Nous présumons dès lors que cette mise en garde en 1999 relative à des soi-disant « pouvoirs magiques » transmis par l’anthroposophie, était dès lors ajoutée dans la brochure « Gourou gare à toi » dans le seul but d’effrayer la population, ce qui constitue précisément un des moyens mis en œuvre par les sectes, les vraies, pour mettre leurs cibles sous leur influence. Bravo :-( à la Communauté française qui se montrait capable, à l’époque, d’employer (au moins partiellement) les mêmes moyens que les sectes nuisibles qu’elle dénonçait ! (lesquelles sectes nuisibles existent hélas vraiment, sont condamnables et malfaisantes).

Données fournies.
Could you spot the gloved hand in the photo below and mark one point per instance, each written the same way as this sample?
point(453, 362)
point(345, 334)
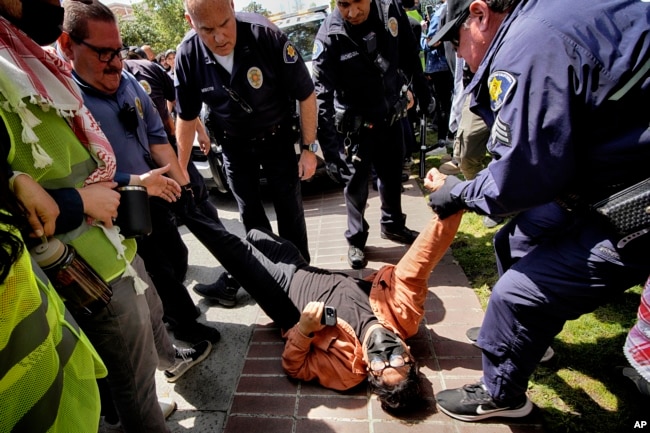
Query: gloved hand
point(338, 171)
point(431, 108)
point(426, 104)
point(442, 202)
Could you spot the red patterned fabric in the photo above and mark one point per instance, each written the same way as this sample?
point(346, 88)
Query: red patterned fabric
point(31, 74)
point(637, 345)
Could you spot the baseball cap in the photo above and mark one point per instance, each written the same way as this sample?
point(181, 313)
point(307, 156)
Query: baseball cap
point(457, 13)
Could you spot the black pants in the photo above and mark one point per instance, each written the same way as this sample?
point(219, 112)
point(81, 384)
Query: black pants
point(248, 265)
point(166, 257)
point(381, 147)
point(277, 156)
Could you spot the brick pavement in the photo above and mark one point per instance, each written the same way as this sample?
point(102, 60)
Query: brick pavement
point(241, 388)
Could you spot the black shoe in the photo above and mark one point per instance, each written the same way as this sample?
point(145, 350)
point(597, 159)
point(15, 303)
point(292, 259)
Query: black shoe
point(356, 258)
point(639, 381)
point(223, 291)
point(196, 332)
point(403, 236)
point(474, 403)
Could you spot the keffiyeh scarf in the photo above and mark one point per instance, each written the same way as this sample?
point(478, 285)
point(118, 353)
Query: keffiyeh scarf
point(637, 345)
point(30, 74)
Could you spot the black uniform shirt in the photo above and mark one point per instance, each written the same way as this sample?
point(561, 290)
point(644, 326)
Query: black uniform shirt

Travail demandé.
A. Réécrivez plus brièvement le paragraphe de l'extrait du document qui commence par « Nous présumons dès lors », sans perdre ses faits principaux.
B. Prolongez l'extrait sur la brochure « Gourou gare à toi » en reprenant après sa dernière phrase.

Réponses dans l'ordre.
A. Le texte présume que la mise en garde de 1999 contre de prétendus « pouvoirs magiques » transmis par l'anthroposophie a été ajoutée à la brochure « Gourou gare à toi » uniquement pour effrayer la population. Or c'est justement l'un des moyens qu'utilisent les vraies sectes pour mettre leurs cibles sous leur influence. La Communauté française se montrait donc capable, à l'époque, d'employer au moins en partie les mêmes moyens que les sectes nuisibles qu'elle dénonçait. Ces sectes existent pourtant bel et bien et sont condamnables et malfaisantes.

B.
Ma remarque ne constitue par ailleurs en rien une invitation à considérer la pratique de la magie comme étant anodine et sans importance. Au contraire (mais cela serait beaucoup trop long à développer ici), il est connu des personnes qui développent des connaissances spirituelles authentiques (ce qui ne court pas les rues), que les rituels magiques et autres pratiques de ce genre, ont des effets particulièrement destructeurs.
[5] Le comportement de la Communauté française était d’autant plus choquant, inacceptable et contradictoire, qu’elle promouvait et mettait pourtant en place (ce qui est par ailleurs heureux), des politiques visant à combattre l’intolérance, les discriminations, les stéréotypes et les stigmatisations, par exemple dans les sphères culturelles, sociales, ethniques, ou encore en relation avec le statut socio-économique, l’orientation sexuelle, l’handicap des personnes, etc.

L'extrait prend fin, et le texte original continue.